---------- EXERCISE MATERIAL
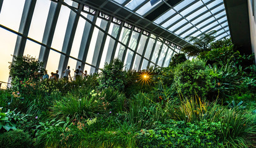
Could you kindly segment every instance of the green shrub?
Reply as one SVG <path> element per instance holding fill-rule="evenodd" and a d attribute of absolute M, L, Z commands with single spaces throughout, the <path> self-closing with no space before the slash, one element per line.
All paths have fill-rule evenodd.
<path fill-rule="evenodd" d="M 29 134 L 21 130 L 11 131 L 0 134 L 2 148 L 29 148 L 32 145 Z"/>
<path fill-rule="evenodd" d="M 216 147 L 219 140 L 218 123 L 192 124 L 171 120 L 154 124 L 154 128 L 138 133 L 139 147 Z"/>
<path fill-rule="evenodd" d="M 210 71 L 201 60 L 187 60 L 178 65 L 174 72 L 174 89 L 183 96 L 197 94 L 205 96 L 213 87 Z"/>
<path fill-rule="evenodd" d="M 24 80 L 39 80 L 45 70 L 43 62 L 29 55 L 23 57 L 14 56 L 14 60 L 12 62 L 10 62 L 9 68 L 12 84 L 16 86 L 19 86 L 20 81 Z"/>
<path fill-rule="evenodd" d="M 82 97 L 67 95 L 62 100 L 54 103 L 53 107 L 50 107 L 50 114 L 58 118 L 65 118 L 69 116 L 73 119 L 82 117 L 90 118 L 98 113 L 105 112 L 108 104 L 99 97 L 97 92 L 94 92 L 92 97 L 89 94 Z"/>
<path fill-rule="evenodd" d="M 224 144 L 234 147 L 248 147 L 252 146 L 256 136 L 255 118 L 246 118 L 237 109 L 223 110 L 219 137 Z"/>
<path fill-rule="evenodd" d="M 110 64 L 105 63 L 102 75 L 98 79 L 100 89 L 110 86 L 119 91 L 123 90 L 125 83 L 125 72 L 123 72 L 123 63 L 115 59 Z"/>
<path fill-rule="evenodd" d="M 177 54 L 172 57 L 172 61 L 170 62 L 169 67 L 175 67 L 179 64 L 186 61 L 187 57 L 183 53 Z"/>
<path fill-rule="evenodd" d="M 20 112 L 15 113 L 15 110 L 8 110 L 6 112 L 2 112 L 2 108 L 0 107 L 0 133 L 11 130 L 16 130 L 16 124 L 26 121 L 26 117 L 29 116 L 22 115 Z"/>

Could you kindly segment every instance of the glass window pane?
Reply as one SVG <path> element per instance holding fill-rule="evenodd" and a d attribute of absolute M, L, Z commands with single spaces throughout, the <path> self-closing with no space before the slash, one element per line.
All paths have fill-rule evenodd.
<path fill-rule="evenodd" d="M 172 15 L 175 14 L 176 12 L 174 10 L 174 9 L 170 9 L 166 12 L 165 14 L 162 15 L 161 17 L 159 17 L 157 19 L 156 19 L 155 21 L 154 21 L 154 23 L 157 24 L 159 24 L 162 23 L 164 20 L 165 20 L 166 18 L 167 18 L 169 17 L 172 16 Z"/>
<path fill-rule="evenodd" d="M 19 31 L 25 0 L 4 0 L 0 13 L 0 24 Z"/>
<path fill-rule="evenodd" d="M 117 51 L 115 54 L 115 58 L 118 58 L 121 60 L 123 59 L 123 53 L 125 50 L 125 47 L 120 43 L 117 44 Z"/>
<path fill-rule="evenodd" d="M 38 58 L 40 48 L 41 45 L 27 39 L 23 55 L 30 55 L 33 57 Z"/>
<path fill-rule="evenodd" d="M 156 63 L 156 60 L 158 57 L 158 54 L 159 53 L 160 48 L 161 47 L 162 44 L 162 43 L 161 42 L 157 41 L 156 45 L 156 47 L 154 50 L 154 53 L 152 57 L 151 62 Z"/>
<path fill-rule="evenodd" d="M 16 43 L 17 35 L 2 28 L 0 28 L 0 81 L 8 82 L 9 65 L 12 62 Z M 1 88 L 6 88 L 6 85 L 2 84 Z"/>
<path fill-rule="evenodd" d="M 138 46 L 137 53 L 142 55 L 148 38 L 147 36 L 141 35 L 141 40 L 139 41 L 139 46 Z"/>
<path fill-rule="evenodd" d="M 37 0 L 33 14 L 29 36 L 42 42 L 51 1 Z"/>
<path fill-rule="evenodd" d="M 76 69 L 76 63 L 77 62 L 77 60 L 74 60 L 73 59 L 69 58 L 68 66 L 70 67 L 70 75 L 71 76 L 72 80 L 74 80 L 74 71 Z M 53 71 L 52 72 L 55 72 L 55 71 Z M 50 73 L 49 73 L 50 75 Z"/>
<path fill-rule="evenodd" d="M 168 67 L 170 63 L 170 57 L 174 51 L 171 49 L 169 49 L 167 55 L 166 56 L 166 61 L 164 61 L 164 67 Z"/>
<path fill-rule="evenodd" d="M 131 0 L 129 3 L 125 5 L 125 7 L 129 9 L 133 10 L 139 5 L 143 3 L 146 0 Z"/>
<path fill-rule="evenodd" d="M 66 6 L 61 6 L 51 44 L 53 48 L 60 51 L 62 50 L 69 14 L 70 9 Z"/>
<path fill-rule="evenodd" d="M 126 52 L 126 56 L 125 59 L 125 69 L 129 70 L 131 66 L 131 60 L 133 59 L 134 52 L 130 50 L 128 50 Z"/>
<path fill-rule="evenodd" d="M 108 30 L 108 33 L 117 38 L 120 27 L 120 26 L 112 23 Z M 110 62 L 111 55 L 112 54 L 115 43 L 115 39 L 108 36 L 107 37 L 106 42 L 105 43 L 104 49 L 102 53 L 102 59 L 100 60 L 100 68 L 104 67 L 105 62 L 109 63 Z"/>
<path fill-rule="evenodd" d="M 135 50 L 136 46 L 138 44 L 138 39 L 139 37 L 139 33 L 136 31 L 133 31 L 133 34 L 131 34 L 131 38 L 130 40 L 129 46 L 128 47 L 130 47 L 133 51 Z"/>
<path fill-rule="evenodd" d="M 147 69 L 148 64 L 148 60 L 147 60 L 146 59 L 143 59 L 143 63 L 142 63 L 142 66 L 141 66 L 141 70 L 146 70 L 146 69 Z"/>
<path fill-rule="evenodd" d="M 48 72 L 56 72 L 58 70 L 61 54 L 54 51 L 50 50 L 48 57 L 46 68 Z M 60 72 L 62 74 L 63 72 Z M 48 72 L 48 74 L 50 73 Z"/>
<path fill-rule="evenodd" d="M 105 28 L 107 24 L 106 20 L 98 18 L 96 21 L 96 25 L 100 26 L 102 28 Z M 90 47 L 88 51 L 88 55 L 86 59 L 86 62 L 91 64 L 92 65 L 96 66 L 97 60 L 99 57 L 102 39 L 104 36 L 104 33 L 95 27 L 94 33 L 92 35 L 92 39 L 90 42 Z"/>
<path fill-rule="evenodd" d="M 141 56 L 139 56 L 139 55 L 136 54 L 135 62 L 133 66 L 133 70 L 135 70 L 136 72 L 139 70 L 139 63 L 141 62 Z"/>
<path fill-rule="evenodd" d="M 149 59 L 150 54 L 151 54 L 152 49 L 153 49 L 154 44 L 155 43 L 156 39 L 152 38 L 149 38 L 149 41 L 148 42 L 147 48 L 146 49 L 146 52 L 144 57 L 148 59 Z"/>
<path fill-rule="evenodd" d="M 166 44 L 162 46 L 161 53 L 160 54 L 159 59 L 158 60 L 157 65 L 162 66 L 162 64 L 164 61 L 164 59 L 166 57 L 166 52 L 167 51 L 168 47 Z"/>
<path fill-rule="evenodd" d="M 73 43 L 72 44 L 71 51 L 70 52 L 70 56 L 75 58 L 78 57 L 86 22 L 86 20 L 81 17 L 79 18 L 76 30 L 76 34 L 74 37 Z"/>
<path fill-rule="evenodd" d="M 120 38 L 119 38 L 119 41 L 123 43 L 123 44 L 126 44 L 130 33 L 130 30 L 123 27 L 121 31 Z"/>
--------------------
THE REQUEST:
Could you copy the records word for word, from their start through the line holding "177 54 L 172", inclusive, leaving out the pictures?

FULL ANSWER:
Could you kindly segment every instance of the green shrub?
Reply as one SVG <path> element per instance holding fill-rule="evenodd" and a d attribute of absolute M, L, Z commands with single spaces throughout, the <path> self-closing with no space before the slash, one element per line.
All paths have fill-rule evenodd.
<path fill-rule="evenodd" d="M 29 134 L 21 130 L 11 131 L 0 134 L 2 148 L 29 148 L 32 145 Z"/>
<path fill-rule="evenodd" d="M 216 147 L 219 140 L 218 123 L 192 124 L 171 120 L 154 124 L 154 128 L 138 133 L 139 147 Z"/>
<path fill-rule="evenodd" d="M 210 71 L 201 60 L 187 60 L 178 65 L 174 72 L 174 89 L 183 96 L 197 94 L 205 96 L 213 87 Z"/>
<path fill-rule="evenodd" d="M 24 80 L 39 80 L 45 70 L 43 62 L 29 55 L 23 57 L 14 56 L 14 60 L 12 62 L 10 62 L 9 68 L 12 84 L 16 86 L 19 86 L 20 81 Z"/>
<path fill-rule="evenodd" d="M 82 97 L 67 95 L 62 100 L 54 103 L 53 107 L 50 107 L 50 114 L 58 118 L 65 118 L 69 116 L 73 119 L 82 117 L 90 118 L 98 113 L 105 112 L 108 104 L 99 97 L 97 92 L 94 92 L 92 97 L 89 94 Z"/>
<path fill-rule="evenodd" d="M 224 144 L 234 147 L 248 147 L 252 146 L 256 136 L 255 118 L 246 118 L 237 109 L 223 110 L 219 137 Z"/>
<path fill-rule="evenodd" d="M 110 64 L 105 63 L 102 75 L 98 79 L 100 89 L 110 86 L 119 91 L 123 90 L 125 83 L 125 72 L 123 72 L 123 63 L 115 59 Z"/>
<path fill-rule="evenodd" d="M 177 54 L 172 57 L 172 61 L 170 62 L 169 67 L 175 67 L 179 64 L 186 61 L 187 57 L 183 53 Z"/>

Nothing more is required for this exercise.